WHAT THIS TASK INVOLVES:
Starting at the line that contains "for the fog" and continuing through the end of the listing, rewrite those lines with "supervisor" changed to "manager" and everything else left unchanged.

EXERCISE INPUT:

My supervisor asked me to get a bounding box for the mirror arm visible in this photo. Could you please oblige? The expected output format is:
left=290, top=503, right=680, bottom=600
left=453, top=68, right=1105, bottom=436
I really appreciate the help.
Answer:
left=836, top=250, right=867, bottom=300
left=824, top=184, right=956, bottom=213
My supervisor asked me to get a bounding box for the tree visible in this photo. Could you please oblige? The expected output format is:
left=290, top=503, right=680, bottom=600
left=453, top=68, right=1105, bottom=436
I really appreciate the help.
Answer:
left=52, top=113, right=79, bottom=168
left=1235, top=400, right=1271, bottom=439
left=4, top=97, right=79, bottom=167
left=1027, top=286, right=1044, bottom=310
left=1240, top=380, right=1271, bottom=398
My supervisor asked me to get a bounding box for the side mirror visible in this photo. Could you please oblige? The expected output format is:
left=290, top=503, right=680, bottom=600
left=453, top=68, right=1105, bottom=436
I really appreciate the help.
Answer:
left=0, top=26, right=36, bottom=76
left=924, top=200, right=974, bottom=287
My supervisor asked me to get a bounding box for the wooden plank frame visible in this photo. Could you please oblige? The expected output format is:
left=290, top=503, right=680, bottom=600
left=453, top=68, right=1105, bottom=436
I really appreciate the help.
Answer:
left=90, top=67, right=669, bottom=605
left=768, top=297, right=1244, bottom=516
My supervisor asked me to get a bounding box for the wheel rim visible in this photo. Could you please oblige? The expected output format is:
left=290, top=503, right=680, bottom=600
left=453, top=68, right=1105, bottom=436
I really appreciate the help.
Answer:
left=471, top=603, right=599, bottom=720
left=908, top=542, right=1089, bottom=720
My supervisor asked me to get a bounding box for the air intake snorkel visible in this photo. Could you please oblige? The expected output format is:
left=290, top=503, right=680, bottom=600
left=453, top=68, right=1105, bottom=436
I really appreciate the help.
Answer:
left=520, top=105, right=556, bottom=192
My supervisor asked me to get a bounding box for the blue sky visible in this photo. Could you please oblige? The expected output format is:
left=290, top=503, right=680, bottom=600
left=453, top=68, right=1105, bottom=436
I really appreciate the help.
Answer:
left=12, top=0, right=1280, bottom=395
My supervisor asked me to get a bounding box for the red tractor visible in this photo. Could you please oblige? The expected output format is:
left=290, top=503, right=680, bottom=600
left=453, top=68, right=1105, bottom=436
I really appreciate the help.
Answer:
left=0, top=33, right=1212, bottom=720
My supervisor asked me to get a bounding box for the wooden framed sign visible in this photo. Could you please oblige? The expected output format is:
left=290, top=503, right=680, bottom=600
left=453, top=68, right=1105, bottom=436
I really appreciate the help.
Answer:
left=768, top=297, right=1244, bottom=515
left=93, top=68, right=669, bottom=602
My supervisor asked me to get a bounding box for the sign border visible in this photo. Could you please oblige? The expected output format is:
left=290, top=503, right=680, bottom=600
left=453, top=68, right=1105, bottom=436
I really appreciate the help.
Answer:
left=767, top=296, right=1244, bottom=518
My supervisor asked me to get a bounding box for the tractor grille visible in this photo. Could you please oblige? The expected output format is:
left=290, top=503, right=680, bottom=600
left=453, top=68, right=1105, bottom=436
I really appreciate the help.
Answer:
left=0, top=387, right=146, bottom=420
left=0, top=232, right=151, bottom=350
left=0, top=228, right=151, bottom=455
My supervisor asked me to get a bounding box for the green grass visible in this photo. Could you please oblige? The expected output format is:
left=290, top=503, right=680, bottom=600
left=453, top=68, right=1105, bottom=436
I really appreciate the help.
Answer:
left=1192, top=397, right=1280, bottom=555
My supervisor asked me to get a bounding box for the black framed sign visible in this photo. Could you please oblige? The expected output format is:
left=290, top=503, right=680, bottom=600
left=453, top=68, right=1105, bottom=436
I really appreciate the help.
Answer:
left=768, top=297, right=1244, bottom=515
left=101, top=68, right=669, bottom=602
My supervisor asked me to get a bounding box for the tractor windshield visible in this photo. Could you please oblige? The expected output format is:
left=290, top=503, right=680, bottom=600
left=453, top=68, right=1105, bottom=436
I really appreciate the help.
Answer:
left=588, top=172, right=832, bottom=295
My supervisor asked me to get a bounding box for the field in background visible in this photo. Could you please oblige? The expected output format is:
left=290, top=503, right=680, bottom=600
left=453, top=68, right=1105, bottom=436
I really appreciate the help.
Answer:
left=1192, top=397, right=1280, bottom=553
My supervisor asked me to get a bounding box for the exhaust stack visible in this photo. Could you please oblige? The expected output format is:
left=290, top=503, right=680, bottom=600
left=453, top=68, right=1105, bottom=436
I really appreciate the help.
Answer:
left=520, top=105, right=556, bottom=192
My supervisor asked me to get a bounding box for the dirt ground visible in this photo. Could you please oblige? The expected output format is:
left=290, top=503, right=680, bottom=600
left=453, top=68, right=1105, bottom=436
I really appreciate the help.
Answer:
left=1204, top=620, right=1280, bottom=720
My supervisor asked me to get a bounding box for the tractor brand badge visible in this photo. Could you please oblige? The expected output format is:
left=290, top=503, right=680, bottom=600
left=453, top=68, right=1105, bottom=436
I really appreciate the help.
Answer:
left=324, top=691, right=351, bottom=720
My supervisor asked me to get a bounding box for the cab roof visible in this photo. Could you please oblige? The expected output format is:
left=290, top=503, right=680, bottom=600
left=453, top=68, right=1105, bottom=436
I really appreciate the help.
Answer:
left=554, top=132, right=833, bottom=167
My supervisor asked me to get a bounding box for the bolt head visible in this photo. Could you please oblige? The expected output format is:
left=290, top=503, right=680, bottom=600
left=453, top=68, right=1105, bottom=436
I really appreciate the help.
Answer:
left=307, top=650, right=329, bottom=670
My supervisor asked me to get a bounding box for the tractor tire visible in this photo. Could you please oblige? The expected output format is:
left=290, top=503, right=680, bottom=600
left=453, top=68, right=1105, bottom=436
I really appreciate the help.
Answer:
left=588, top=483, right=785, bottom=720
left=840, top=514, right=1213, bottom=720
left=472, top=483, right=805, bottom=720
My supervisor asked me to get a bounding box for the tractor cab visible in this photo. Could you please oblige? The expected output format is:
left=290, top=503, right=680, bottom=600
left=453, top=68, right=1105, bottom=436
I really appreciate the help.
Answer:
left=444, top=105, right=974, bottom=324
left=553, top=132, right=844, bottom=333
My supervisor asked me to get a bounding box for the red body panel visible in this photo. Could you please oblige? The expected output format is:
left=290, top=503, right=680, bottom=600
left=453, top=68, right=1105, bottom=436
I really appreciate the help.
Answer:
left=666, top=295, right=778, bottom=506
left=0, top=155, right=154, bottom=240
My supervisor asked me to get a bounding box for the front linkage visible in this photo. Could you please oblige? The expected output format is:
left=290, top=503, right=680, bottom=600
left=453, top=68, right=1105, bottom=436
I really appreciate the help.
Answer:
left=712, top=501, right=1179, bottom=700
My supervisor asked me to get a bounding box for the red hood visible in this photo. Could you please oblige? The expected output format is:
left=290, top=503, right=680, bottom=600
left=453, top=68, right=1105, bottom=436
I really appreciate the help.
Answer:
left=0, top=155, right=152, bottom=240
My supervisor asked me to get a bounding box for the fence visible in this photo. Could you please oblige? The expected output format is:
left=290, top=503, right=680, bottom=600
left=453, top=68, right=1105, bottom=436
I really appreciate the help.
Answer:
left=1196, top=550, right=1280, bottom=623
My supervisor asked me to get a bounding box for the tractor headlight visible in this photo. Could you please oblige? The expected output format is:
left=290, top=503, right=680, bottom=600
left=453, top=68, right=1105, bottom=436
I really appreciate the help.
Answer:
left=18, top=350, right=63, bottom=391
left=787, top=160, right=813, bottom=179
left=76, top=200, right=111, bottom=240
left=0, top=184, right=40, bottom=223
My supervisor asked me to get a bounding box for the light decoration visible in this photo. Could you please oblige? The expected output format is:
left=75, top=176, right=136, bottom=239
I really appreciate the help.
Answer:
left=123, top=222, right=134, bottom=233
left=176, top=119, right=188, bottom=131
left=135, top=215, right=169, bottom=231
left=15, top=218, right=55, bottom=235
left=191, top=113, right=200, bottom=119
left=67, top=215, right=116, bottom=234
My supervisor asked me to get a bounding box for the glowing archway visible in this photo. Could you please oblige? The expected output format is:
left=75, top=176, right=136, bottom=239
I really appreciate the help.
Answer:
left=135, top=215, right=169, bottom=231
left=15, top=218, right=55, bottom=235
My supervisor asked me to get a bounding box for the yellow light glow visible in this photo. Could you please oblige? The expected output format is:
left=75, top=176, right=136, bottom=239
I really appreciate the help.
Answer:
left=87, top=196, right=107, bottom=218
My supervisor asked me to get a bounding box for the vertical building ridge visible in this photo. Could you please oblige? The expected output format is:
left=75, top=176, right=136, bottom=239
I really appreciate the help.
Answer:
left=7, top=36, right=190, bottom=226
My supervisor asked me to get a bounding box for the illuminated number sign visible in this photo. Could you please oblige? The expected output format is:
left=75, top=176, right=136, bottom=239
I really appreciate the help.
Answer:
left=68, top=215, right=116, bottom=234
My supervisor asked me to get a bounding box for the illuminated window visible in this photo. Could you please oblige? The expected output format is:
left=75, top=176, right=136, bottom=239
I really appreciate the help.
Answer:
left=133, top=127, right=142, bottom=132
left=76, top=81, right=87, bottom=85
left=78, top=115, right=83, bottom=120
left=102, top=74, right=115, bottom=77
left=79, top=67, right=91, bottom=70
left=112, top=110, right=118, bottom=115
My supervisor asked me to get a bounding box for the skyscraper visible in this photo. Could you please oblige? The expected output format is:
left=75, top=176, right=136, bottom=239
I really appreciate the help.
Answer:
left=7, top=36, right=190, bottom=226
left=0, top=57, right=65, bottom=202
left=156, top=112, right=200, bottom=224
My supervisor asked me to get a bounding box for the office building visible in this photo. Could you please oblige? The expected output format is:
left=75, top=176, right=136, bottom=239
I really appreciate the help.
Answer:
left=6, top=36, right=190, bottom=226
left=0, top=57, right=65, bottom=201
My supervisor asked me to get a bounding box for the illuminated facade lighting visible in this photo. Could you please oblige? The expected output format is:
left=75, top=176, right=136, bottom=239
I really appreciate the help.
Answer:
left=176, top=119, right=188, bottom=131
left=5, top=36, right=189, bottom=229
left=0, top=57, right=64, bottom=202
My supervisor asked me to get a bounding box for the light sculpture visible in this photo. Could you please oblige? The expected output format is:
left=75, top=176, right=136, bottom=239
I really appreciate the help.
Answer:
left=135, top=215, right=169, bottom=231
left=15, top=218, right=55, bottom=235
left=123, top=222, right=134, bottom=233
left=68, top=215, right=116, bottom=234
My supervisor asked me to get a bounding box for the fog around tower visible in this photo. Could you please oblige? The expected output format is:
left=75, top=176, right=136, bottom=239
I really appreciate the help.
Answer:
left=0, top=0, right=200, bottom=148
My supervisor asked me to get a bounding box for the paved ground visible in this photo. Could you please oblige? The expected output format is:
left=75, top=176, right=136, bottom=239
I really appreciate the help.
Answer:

IN RESPONSE:
My manager asked me to get a bounding box for the fog around tower visible in this photo. Could you please oblige? The expected output format is:
left=75, top=176, right=136, bottom=239
I really appreciate the help.
Answer:
left=0, top=0, right=200, bottom=148
My manager asked me to get a bounding box for the paved ground visible in this photo. Could you please oblige? The expected output format is:
left=75, top=176, right=136, bottom=239
I really appreciate the help.
Answer:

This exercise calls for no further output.